▶ **Records from a data source**:
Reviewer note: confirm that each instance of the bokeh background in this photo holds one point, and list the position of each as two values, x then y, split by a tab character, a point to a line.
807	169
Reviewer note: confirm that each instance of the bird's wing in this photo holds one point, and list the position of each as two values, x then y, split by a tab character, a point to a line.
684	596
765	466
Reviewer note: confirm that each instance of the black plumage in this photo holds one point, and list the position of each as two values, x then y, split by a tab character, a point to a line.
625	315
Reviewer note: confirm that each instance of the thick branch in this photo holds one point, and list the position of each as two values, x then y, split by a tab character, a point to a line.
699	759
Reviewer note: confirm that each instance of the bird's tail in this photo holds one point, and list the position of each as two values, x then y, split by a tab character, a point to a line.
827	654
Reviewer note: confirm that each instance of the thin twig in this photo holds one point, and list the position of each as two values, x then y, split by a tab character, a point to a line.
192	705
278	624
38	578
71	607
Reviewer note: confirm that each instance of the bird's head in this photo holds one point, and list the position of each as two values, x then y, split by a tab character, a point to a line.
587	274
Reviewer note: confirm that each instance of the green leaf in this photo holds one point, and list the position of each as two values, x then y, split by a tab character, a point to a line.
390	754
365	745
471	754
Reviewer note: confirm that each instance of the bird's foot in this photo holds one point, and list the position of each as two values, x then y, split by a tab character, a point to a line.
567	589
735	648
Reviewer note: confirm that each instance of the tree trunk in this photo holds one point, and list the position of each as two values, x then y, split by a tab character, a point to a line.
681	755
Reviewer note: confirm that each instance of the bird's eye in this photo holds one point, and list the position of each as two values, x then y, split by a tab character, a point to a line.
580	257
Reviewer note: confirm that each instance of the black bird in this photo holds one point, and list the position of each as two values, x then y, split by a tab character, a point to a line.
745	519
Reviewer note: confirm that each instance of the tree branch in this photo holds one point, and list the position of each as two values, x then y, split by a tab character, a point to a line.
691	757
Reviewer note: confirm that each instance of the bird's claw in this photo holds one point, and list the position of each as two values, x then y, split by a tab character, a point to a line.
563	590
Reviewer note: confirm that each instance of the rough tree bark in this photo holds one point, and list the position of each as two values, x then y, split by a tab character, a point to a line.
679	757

▶ **PROBLEM**: Take the entries above and copy them out exactly.

▶ **ANSWER**:
Reviewer note: confirm that each instance of the bokeh background in this photo holds one point, and list the position of each as two values, x then y, split by a tab character, a point to a line.
807	169
Reviewer note: confirm that each instance of the bird's wing in this photo holds one point, and list the position of each as two values, x then y, split by a tab character, a point to a line.
684	596
765	466
Reviewer note: confirm that each instance of the black plumage in this photo holds one point, and list the position of each as two values, x then y, split by a tab character, a point to a line.
625	315
Reviewer note: confirm that each instance of the thick branch in this photo holds one point, and list the position of each as two values, x then y, split by a tab character, a point to a line.
699	759
Reviewer note: confirm that each instance of the bird's tail in this photo holds one point, and list the position of each as two values, x then y, split by a tab character, a point to a line.
827	654
Reviewer note: confirm that each instance of the thin twig in this photo holds one point, and list the position of each as two values, x then y, split by a tab character, a point to a line.
192	705
278	624
38	578
71	607
Reviewer note: confirm that each instance of the bird's head in this photo holds one point, and list the position of each as two values, x then y, split by a tab character, a point to a line.
587	274
Reviewer note: confirm that each instance of the green leaf in this photo holds one point, and list the position of each as two values, x then y, split by a tab character, a point to a line.
390	754
365	745
471	754
Reviewer note: confirm that each instance of the bird's foot in this photo holds one point, and list the position of each as two values, x then y, split by a tab character, a point to a line.
567	589
735	648
Reviewer note: confirm that each instance of the tree trunk in this photo holds one point, and list the position of each as two values, x then y, split by a tab character, a point to a line.
681	755
Reviewer note: confirm that each instance of the bird's eye in this photo holds one point, and list the position of each as two values, x then y, split by a tab character, a point to a line.
580	257
Reviewer note: confirm that each instance of the black bird in this photo holds one point, and list the position of each as two values, x then y, split by a tab character, a point to a line.
745	519
Reviewer note: confirm that each instance of the tree branch in this photo holds one point, and list the position of each as two values, x then y, split by a tab character, a point to a line.
691	757
Reviewer note: confirm that each instance of the bird's claw in this photo holds one point, and list the position of each as two values, x then y, split by a tab character, a point to a line.
563	590
Reviewer note: confirm that each instance of the rough tree bark in this photo holds one point, and list the position of each as two values, x then y, split by a tab character, a point to a line.
679	757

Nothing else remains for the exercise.